■ **TRECHO DO DOCUMENTO**:
= = = =

Logo após o término do espetáculo de estréia de "O Libertino" (Eric-Emmanuel Schmitt), sob a direção de Jô Soares, Murilo chegou até o famoso apresentador mas não pode ouvir senão um "não quero ser deselegante, mas eu tenho um contrato de exclusividade" (com a Globo).

Claro que fazia parte de um quadro de humor do programa. Mas não deixou de nos fazer refletir em qual deve ser o segredo de um bom talk-show. Parece simples. Além de um entrevistador inteligente, culto e ágil com as palavras, um bom talk-show depende muito de "bons entrevistados". Ora, de pessoas que tenham uma boa história para contar, ou estejam realizando algo especialmente interessante no momento.

Outro dia a competente jornalista Marília Gabriela entrevistou em seu "Marília Gabriela Entrevista" (GNT), o jovem ator Tiago Abravanel (neto do apresentador Silvio Santos), que está fazendo sucesso no Rio de Janeiro com o espetáculo "Tim Maia, Vale Tudo" - o Musical. Excelente entrevista.

A experiente jornalista sabe como envolver cada um de seus entrevistados e fazer com que acabem contando muito além do óbvio e do 'editável'. Tiago Abravanel, energético e carismático, se expôs com graça, de coração aberto, mesmo que em alguns momentos preferisse uma maior reserva. Feliz com tudo o que está acontecendo com o seu trabalho no teatro e de, aos 23 anos, poder estar se dedicando e sobrevivendo só disso.

Ontem, no "Agora é Tarde", Danilo Gentili recebeu José Mojica Marins, o "Zé do Caixão". Uma lenda viva do cinema nacional. Gentili confessou ser seu fã. Eu tenho que ser sincero - nunca assisti um filme seu. Mas tenho consciência da importância do seu trabalho, dentro do seu gênero, no universo cinematográfico.

= = = =

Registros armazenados
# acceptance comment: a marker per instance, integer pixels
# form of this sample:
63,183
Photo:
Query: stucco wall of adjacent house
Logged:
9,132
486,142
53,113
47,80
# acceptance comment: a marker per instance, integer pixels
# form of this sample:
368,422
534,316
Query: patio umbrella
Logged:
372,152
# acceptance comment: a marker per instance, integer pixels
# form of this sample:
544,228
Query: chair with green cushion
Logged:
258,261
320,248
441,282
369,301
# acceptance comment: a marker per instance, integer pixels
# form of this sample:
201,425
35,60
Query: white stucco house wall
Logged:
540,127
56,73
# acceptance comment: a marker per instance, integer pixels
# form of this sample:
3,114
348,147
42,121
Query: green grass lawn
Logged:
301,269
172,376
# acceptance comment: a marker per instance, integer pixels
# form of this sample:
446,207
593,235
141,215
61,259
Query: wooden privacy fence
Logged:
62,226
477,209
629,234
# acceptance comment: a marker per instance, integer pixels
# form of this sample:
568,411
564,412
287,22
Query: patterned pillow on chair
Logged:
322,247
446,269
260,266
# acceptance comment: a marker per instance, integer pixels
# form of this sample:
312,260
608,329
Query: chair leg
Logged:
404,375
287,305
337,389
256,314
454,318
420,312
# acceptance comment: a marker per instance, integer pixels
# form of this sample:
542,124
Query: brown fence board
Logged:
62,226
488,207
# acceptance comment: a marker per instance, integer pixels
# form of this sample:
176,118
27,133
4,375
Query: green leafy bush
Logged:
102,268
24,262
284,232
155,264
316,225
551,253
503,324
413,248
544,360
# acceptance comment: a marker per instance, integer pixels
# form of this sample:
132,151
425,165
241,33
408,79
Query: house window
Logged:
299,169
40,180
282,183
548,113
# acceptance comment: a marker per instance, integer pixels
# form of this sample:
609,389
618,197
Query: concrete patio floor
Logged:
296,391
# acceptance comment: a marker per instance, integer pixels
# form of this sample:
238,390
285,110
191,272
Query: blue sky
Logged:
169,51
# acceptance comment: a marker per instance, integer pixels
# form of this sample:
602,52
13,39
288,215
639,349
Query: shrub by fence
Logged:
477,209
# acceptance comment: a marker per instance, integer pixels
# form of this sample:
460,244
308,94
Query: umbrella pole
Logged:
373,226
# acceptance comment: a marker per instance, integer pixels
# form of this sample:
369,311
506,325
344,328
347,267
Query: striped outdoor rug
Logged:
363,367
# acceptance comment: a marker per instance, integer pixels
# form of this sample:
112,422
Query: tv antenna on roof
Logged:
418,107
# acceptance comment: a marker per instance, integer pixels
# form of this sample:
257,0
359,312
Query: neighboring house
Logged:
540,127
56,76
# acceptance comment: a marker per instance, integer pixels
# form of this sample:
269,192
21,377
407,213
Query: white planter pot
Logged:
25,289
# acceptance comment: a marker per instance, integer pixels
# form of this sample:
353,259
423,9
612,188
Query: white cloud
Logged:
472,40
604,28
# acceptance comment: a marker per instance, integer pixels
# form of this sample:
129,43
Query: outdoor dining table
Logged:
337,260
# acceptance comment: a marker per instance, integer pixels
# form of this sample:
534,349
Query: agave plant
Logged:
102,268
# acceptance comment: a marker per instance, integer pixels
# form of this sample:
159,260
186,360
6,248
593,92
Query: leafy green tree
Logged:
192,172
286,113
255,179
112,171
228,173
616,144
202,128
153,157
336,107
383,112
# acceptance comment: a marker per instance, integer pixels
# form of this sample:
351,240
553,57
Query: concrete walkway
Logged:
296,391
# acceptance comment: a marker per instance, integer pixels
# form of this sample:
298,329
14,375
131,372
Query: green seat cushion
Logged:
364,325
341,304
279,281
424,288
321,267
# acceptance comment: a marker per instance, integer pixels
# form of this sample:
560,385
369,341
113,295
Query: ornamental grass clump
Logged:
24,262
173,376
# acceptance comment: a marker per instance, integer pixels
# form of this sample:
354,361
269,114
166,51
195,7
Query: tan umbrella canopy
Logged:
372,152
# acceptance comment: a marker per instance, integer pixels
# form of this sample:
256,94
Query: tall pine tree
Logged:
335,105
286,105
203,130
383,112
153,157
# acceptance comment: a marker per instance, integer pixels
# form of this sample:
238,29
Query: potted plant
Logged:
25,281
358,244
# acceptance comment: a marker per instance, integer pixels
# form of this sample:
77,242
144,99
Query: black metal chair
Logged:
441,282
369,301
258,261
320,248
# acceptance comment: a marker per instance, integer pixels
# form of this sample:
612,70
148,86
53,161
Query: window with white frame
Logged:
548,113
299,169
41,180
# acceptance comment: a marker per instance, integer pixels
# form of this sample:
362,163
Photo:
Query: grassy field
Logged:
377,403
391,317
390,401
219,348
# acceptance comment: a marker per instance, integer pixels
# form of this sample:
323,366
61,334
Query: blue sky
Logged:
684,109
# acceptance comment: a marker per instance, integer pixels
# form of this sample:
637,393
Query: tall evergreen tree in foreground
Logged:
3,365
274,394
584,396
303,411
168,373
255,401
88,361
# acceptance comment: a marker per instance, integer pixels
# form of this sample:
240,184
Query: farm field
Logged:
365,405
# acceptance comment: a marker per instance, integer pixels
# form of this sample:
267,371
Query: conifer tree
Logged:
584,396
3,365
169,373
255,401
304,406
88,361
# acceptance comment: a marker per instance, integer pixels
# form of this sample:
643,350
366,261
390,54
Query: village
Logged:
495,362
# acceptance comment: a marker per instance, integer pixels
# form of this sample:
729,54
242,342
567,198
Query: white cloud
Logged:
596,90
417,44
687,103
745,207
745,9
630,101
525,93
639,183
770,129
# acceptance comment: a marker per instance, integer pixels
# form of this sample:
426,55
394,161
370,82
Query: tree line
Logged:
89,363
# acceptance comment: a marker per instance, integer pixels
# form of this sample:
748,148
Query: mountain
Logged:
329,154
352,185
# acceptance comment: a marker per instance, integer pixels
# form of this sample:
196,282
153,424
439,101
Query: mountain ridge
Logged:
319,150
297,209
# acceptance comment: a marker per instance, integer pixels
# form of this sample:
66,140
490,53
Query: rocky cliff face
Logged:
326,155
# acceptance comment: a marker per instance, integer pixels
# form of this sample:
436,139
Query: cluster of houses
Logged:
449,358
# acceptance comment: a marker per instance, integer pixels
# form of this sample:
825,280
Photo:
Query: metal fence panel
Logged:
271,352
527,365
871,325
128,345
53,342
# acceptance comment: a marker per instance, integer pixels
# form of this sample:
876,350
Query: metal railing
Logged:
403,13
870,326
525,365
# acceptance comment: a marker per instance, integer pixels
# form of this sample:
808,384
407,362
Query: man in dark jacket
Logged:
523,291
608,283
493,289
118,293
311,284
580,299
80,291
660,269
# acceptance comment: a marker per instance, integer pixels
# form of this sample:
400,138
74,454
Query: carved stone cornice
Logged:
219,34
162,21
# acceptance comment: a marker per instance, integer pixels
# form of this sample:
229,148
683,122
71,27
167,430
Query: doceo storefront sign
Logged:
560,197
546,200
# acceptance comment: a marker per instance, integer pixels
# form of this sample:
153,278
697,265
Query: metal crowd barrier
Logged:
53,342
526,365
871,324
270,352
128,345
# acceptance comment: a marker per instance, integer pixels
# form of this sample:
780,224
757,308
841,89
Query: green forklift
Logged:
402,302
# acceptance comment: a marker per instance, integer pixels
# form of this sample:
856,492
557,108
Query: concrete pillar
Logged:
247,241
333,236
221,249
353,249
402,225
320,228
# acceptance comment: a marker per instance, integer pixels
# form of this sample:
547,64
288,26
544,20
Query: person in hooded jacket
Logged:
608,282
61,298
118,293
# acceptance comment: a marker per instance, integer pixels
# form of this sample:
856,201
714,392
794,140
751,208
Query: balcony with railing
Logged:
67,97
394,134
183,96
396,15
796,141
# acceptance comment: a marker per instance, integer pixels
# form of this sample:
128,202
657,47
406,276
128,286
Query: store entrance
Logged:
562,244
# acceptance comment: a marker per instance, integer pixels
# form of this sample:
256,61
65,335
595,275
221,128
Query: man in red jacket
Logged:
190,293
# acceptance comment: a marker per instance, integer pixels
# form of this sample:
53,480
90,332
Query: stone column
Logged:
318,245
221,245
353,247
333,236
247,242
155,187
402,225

= = = =

■ **LISTA DE EXERCÍCIOS**:
- a) De acordo com o texto sobre talk-shows, quantos anos tem Tiago Abravanel?
- b) Retome o texto sobre talk-shows logo após a última frase apresentada.

■ **RESPOSTAS FINAIS**:
- a) 23 anos.

- b)
Zé do Caixão passou pelo teste de "para quem você rogaria uma praga". Entre outras figuras, lhe apareceram Rubens Ewald filho (crítico de cinema) - ao qual Zé não só não rogou a praga como o encheu de elogios. Foi colocada a imagem de uma 'operadora de telemarketing'. Também não foi amaldiçoada. Até que foi a vez de Justin Bieber! Ainda assim, Zé do Caixão não o amaldiçoaria. Danilo Gentili pediu então por favor que o mestre das trevas o ensinasse uma maldição que ele mesmo a endereçaria para o jovem cantor pop!

Mudando de canal, o próprio Jô Soares ainda tinha dois convidados. O músico Oswaldo Montenegro e o ator Nando Cunha. Totalmente diferentes em suas histórias, mas tão interessantes quanto.

Oswaldo Montenegro cantou a sua bela canção "Bandolins" para matar um pouco as saudades. Depois contou o quanto é atrapalhado e desligado. "Eu acho que é genético. Minha mãe é assim! Uma vez ela estava no elevador, achando que estava de mãos dadas com o meu pai e sentiu que ele estava frio e distante, sua mão estava gelada... até que o elevador parou e ela ouviu a voz do seu marido em seu ouvido: "meu bem, larga a mão do ascensorista que ele precisa abrir a porta!".

Logo depois veio o super-simpático Nando Cunha. Já chegou cheio de dentes! Muito sorriso, muita história engraçada do início de sua carreira. A começar pela primeira figuração na televisão, quando só precisava atravessar a cena quieto, passando pelo ator Reginaldo Farias e pronto. Mas olhou para a câmera. E a pessoa pode qualquer coisa numa situação dessas, menos olhar para a câmera. Na terceira vez, queriam mandá-lo embora e o Reginaldo o ajudou. Na hora de gravar, o ator passou quase de costas para a câmera, só pra não cair na tentação!

Os entrevistadores só tem que ter o cuidado de não querer fazer uma palestra no meio da entrevista do outro. Demonstrar que sabe muito mais que o entrevistado, contar histórias que superem as do entrevistado e, o pior, ironizar qualquer que seja o assunto que levou o entrevistado à TV - não só é de mau gosto, como totalmente contraproducente.

Ah, e às vezes é bom deixar o entrevistado falar!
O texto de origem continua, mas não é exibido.